Reproduce the stretch of rows below, from the line containing "Where can the tall" through the line containing "<point>641,37</point>", with the requests included. Add 121 to both the x and y coordinates of each answer point listed after a "Target" line, and leave the sample points within the requests unchanged.
-------- Rows --------
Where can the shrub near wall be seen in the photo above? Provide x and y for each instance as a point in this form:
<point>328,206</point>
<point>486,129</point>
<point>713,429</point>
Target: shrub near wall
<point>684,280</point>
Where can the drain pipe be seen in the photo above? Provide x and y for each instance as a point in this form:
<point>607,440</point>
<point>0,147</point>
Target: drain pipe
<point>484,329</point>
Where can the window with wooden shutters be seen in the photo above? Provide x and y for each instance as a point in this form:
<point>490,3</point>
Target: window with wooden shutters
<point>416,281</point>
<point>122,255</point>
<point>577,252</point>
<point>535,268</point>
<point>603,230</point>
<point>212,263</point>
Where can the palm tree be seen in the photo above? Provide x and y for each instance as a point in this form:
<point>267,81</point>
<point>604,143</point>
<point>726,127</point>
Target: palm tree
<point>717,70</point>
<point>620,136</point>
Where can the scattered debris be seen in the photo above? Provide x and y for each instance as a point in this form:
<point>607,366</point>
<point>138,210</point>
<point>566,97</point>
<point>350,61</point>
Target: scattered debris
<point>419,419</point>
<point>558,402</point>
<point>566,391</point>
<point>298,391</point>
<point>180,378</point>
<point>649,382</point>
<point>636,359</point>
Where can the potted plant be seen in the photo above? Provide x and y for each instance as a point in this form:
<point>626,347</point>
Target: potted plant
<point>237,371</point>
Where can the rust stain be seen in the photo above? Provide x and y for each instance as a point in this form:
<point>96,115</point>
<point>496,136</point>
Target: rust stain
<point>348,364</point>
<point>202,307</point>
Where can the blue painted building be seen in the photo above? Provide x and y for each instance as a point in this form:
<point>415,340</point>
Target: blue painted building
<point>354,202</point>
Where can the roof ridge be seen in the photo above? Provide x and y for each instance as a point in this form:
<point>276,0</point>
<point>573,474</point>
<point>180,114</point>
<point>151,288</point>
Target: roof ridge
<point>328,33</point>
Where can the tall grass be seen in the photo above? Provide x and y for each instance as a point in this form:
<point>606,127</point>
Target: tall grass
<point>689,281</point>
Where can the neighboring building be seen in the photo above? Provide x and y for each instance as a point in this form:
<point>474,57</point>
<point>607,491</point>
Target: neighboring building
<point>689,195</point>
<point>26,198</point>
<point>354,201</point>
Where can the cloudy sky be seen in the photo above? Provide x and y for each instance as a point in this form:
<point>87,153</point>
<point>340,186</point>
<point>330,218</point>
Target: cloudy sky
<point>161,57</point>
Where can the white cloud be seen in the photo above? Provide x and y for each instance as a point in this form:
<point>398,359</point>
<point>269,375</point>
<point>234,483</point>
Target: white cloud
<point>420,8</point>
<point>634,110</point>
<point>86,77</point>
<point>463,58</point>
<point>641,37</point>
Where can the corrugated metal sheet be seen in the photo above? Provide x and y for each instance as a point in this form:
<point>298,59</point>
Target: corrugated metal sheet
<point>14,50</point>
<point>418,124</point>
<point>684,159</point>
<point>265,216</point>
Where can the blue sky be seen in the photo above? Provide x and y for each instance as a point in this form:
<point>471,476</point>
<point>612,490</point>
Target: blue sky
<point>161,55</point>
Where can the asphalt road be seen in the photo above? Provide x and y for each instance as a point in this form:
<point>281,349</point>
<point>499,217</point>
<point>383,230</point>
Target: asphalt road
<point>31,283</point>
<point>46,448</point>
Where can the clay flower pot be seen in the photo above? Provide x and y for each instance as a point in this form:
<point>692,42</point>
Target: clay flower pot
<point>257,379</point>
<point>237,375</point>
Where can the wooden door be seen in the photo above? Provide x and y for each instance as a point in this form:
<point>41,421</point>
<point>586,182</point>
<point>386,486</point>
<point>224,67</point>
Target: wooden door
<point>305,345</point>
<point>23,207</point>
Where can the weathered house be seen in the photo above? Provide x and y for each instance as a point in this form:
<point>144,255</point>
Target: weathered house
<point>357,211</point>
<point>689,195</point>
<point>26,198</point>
--------
Task output>
Where can the tall grass be seen in the photo above? Provide x and y for each instance as a point in this form:
<point>606,127</point>
Target: tall grass
<point>810,402</point>
Where can the neighboring building be seen in the photo above? Provide x and y for each instance as a point in this form:
<point>474,57</point>
<point>607,491</point>
Target: neighboring building
<point>810,316</point>
<point>147,319</point>
<point>475,322</point>
Where can the cloudy sky be seen in the photo above? Provide x and y for each instance as a point in this form:
<point>87,153</point>
<point>340,186</point>
<point>330,218</point>
Target: cloudy sky
<point>282,178</point>
Where can the white cloud be seen in the photo above? Provide x and y for each instance as a point in this form:
<point>398,359</point>
<point>269,375</point>
<point>234,483</point>
Target: white cloud
<point>541,129</point>
<point>755,231</point>
<point>207,198</point>
<point>584,179</point>
<point>762,158</point>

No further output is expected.